----- Selected excerpt -----

2017-10-31 Thread Matt Caswell


On 31/10/17 06:06, Grace Priscilla Jero wrote:
> Thankyou for the suggestions. After correcting few options the
> "ClientHello" goes successfully but we have failure in "DTLSv1_listen".
> There are'nt any cookies in the Client Hello request.
> But DTLSv1_listen return error and the failure in see is in
> "SSLerr(SSL_F_DTLSV1_LISTEN, SSL_R_COOKIE_GEN_CALLBACK_FAILURE);"

This is most likely because you haven't called
SSL_CTX_set_cookie_generate_cb() first.

> We are using 1.1.0f version. Is there a way we can disable cookies?

Well the whole *point* of calling DTLSv1_listen() is to generate those
cookies. If you don't want cookies, don't call it.

Matt

> 
> Thanks,
> Grace
> 
> On Fri, Oct 27, 2017 at 12:39 PM, Grace Priscilla Jero
> > wrote:
> 
> Hi Matt,
> 
> SSL_get_error()  returns 5. 
> It is the same socket using which the UDP connection is established.
> Could you suggest some logging that can be done for OPENSSL.
> 
> Thanks,
> Grace
> 
> 
> On Thu, Oct 26, 2017 at 9:23 PM, Matt Caswell  > wrote:
> 
> 
> 
> On 26/10/17 16:43, Grace Priscilla Jero wrote:
> > Thankyou for the responses.
> > We figured the issue. But now we are getting error -5 from 
> "SSL_connect"
> > and the errno is set to 22 which means invalid argument.
> > Is there a easy way to debug or get logs for SSL_connect.
> >
> > Below is the sequence for the dtls udp connect that we are trying.
> > ssl = SSL_new(ctx)
> > bio = BIO_new_dgram(sock_id,BIO_NOCLOSE)
> > SSL_set_bio(ssl, bio, bio);
> > VI_res = SSL_connect(ssl)

-----

◆ **Written tasks**
1/ Name the functions called, in order, in the DTLS UDP connect sequence shown in the DTLS email thread.
2/ Continue the DTLS email thread from its final line.

----- Entries -----

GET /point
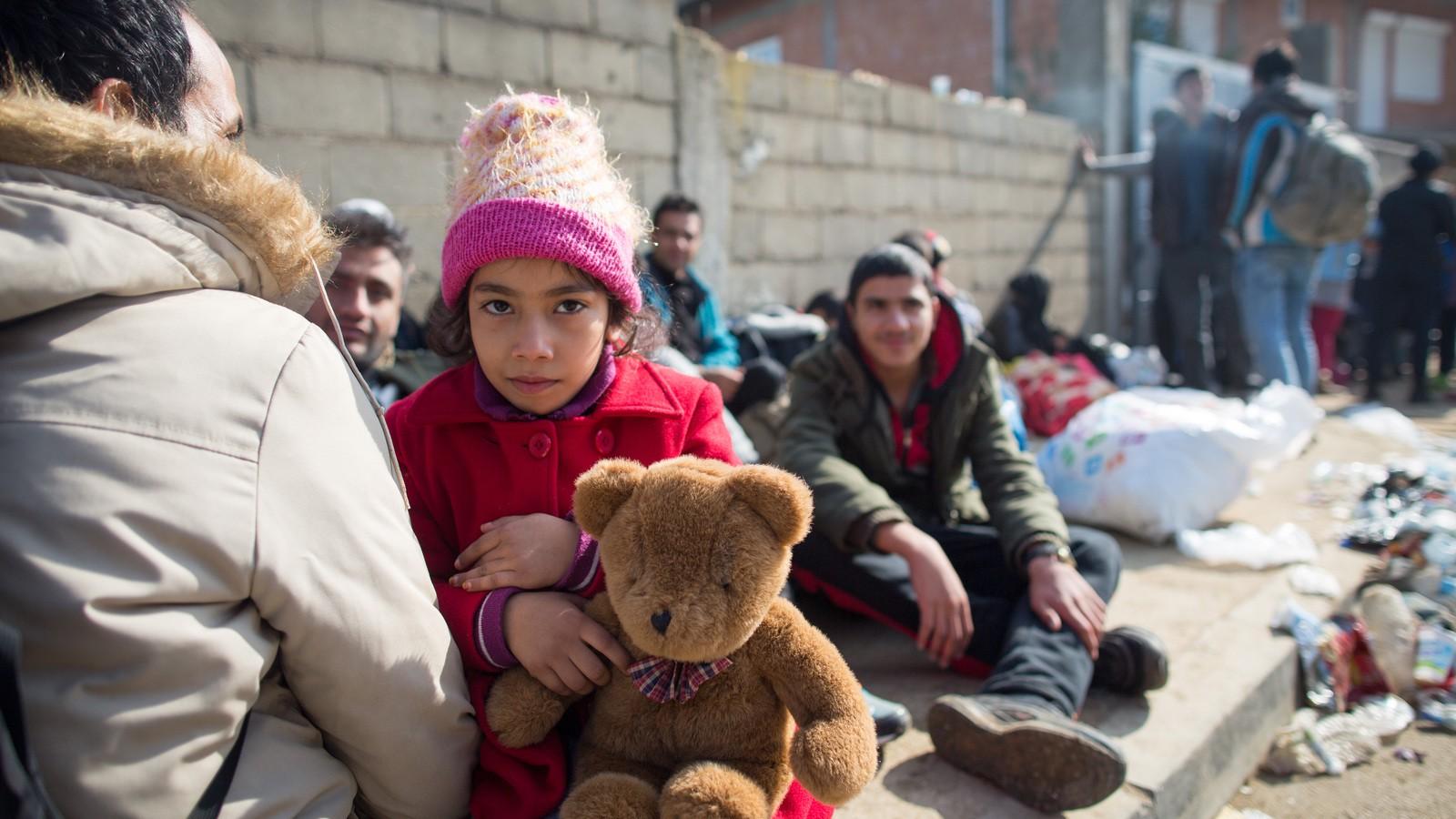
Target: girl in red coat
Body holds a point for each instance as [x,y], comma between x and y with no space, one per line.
[538,288]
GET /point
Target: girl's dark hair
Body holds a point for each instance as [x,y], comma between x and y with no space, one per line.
[72,46]
[448,329]
[888,259]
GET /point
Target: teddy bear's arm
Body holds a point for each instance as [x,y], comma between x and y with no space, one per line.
[834,753]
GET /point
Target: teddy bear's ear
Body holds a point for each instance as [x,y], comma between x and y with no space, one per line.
[781,499]
[602,491]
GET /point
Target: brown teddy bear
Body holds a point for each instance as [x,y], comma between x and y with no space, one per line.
[695,552]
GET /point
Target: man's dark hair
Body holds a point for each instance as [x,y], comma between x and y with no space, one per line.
[72,46]
[888,259]
[368,223]
[1278,60]
[674,203]
[1188,75]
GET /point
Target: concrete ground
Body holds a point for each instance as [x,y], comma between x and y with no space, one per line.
[1191,745]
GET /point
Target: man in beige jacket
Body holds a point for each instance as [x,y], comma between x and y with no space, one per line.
[197,511]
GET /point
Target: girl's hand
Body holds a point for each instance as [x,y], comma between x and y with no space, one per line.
[560,644]
[528,551]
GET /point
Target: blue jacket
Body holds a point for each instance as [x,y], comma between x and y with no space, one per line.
[718,344]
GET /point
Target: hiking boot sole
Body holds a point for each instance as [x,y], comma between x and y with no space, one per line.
[1043,765]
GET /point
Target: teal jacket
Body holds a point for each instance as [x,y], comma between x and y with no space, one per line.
[718,344]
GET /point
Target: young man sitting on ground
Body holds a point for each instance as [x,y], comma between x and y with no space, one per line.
[888,420]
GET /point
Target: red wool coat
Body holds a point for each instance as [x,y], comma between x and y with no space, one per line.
[462,470]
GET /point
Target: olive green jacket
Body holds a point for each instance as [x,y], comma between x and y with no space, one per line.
[837,436]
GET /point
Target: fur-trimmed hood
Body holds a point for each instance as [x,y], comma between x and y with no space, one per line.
[94,206]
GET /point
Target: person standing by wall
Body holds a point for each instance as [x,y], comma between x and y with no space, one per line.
[1414,220]
[1273,273]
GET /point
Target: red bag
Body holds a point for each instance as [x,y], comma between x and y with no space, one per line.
[1053,390]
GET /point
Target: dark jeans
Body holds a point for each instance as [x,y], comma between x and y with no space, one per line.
[1401,305]
[1203,337]
[1026,659]
[1448,327]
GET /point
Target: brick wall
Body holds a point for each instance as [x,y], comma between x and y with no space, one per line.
[851,164]
[366,98]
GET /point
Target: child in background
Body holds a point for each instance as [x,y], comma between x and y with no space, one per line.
[538,288]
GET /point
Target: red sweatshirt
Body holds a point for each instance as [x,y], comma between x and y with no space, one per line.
[463,468]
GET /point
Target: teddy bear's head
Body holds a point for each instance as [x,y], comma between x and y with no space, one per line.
[695,551]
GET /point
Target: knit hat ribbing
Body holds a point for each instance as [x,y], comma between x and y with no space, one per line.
[536,182]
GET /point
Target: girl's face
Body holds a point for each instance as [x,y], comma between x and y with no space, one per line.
[538,329]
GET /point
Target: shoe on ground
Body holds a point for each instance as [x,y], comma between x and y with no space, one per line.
[892,719]
[1130,661]
[1033,753]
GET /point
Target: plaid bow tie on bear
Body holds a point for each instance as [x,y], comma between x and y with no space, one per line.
[669,681]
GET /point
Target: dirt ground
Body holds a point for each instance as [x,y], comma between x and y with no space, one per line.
[1385,787]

-----

◆ **Answers**
1/ SSL_new, BIO_new_dgram, SSL_set_bio, SSL_connect

2/
> 
> Do you really mean SSL_connect() returns -5? Or do you mean that
> after a
> negative return value from SSL_connect() you call
> SSL_get_error() and
> that return 5 (SSL_ERROR_SYSCALL)?
> 
> If you really mean SSL_connect() returns -5 then you need to call
> SSL_get_error() as a next step.
> 
> If you are getting SSL_ERROR_SYSCALL then my guess is that there
> is a
> problem with sock_id. How do create it?
> 
> Matt
> 
> 
> >
> >
> >
> > Thanks,
> > Grace
> >
> > On Tue, Oct 24, 2017 at 4:07 PM, Matt Caswell  
> > >> wrote:
> >
> >
> >
> >     On 24/10/17 11:25, Grace Priscilla Jero wrote:
> >     > We are using SSL_accept to accept the connection for which we 
> see the
> >     > failure. Please let know if you have any thoughts.
> >
> >     Have you set the wbio correctly? Does SSL_get_wbio() return 
> your wbio
> >     object if you call it immediately before SSL_do_handshake()?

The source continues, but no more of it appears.